## Records for processing
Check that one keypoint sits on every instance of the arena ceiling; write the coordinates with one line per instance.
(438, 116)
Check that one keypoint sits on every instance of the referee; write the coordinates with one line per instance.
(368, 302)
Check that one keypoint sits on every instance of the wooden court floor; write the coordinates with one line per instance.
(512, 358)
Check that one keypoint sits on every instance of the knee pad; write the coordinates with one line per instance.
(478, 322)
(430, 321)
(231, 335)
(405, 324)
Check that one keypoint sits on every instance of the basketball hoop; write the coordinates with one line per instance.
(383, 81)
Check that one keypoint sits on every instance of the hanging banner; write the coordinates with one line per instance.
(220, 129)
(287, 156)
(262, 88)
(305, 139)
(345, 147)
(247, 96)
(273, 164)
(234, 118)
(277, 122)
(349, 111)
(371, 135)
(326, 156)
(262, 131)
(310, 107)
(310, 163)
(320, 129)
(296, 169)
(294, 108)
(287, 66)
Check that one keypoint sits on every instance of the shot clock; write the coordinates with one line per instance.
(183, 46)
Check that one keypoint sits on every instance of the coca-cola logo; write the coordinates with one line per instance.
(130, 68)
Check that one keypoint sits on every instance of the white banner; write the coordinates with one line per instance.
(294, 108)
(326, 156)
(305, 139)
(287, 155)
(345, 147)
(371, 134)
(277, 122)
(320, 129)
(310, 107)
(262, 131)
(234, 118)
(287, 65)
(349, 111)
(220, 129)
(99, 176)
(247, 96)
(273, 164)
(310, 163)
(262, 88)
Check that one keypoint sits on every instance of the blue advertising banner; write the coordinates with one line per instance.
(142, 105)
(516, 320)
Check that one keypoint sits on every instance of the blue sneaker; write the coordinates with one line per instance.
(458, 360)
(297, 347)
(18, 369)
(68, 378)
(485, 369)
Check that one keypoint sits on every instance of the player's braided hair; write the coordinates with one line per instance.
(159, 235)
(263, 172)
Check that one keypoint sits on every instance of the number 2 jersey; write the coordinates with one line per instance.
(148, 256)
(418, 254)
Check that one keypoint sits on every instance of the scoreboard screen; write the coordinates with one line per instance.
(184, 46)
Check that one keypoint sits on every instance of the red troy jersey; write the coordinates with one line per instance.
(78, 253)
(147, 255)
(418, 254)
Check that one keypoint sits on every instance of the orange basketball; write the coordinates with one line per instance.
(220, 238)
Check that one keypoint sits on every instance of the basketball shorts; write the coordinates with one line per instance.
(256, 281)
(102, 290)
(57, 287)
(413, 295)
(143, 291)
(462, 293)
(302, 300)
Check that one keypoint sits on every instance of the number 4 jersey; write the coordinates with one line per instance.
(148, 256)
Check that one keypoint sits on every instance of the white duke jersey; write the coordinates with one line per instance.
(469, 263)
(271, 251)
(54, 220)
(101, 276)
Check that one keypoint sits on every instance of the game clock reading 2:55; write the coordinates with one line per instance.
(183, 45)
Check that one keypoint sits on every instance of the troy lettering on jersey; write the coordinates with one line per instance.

## Your objective
Take the line holding "the basketball shorts;" and all lines after it through the end of the data, and set them down exactly.

## Response to the exercise
Check that one keypoint sits on every instance of the basketball shorts; write the coordinates with one line per instance.
(256, 281)
(102, 290)
(57, 287)
(413, 295)
(143, 291)
(462, 293)
(302, 300)
Check that one keypoint sits on every instance of the number 4 jersey; write the coordinates with one line per instance.
(148, 256)
Check that one keypoint sits on every instance of the white duke jersey; write the coordinates with one line per instance.
(469, 263)
(271, 251)
(54, 220)
(101, 276)
Check that one keypoint sits on every instance of the game clock reading 2:55; write the coordinates with one line per instance.
(183, 45)
Check that one keypoint sits on every instance of the troy lettering on jersey; write the coordinates with one line per instance.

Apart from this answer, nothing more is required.